(Location annotation dataset excerpts)
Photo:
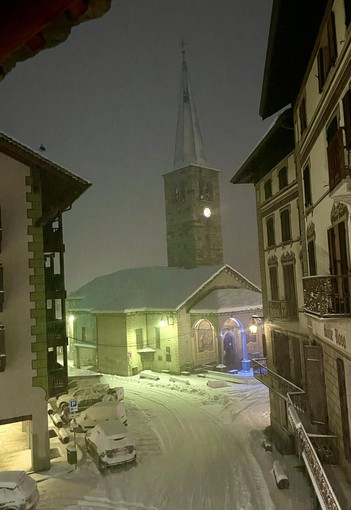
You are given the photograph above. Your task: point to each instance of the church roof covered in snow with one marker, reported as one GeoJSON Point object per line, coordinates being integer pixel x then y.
{"type": "Point", "coordinates": [160, 288]}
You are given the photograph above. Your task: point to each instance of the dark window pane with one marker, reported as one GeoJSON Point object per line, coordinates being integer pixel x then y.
{"type": "Point", "coordinates": [270, 232]}
{"type": "Point", "coordinates": [268, 189]}
{"type": "Point", "coordinates": [307, 186]}
{"type": "Point", "coordinates": [283, 178]}
{"type": "Point", "coordinates": [285, 225]}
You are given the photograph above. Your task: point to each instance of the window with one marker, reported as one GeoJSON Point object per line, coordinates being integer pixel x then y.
{"type": "Point", "coordinates": [2, 349]}
{"type": "Point", "coordinates": [270, 231]}
{"type": "Point", "coordinates": [346, 102]}
{"type": "Point", "coordinates": [273, 277]}
{"type": "Point", "coordinates": [1, 287]}
{"type": "Point", "coordinates": [344, 408]}
{"type": "Point", "coordinates": [0, 231]}
{"type": "Point", "coordinates": [347, 5]}
{"type": "Point", "coordinates": [289, 282]}
{"type": "Point", "coordinates": [327, 53]}
{"type": "Point", "coordinates": [283, 177]}
{"type": "Point", "coordinates": [307, 186]}
{"type": "Point", "coordinates": [267, 189]}
{"type": "Point", "coordinates": [158, 338]}
{"type": "Point", "coordinates": [139, 338]}
{"type": "Point", "coordinates": [285, 225]}
{"type": "Point", "coordinates": [302, 116]}
{"type": "Point", "coordinates": [311, 248]}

WHAT IS EXPECTED:
Turn the lines of all the rows above into one numbered list, skipping any blank lines. Leave the pictures out.

SOLVED PROBLEM:
1. Photo:
2. You are given the photograph above. Your task: point to each instance of the church roof covered in snow with one marker, reported as one GeoJSON Point object per line, coordinates being integer pixel x then y.
3. {"type": "Point", "coordinates": [160, 288]}
4. You are given the photograph above. Your task: point to each instance of the dark window pane with one marker, reported as one GeoJSON Point object per line, coordinates being integer pixel x then y.
5. {"type": "Point", "coordinates": [270, 232]}
6. {"type": "Point", "coordinates": [268, 189]}
7. {"type": "Point", "coordinates": [307, 186]}
8. {"type": "Point", "coordinates": [283, 178]}
9. {"type": "Point", "coordinates": [285, 225]}
10. You are given the photograph above. Your task: point to each instance of the window with one marker, reported as one GeoJSON Point object per line, coordinates being integer pixel x then y.
11. {"type": "Point", "coordinates": [2, 349]}
12. {"type": "Point", "coordinates": [270, 231]}
13. {"type": "Point", "coordinates": [346, 102]}
14. {"type": "Point", "coordinates": [273, 277]}
15. {"type": "Point", "coordinates": [1, 287]}
16. {"type": "Point", "coordinates": [344, 408]}
17. {"type": "Point", "coordinates": [0, 231]}
18. {"type": "Point", "coordinates": [347, 5]}
19. {"type": "Point", "coordinates": [289, 282]}
20. {"type": "Point", "coordinates": [327, 53]}
21. {"type": "Point", "coordinates": [283, 177]}
22. {"type": "Point", "coordinates": [307, 186]}
23. {"type": "Point", "coordinates": [267, 189]}
24. {"type": "Point", "coordinates": [158, 338]}
25. {"type": "Point", "coordinates": [139, 338]}
26. {"type": "Point", "coordinates": [285, 225]}
27. {"type": "Point", "coordinates": [302, 116]}
28. {"type": "Point", "coordinates": [311, 248]}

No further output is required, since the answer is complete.